Data listing:
-- begin --

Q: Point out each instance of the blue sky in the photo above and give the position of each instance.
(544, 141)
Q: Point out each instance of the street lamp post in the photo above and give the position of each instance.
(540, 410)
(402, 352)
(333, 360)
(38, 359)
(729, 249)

-- end --

▸ What you are asked to do
Arrange the entries above into a Markdown table with the columns "Number" and "Line," starting at the line containing "Q: Point out each instance of the street" and ending at the last line of the entries. Number each line in order, and leave out any blank lines.

▸ Reply to the task
| Number | Line |
|---|---|
| 1 | Q: Point out each instance of the street lamp post in the photo above and give the position of each instance. |
| 2 | (540, 410) |
| 3 | (402, 352) |
| 4 | (333, 360) |
| 5 | (38, 359) |
| 6 | (729, 249) |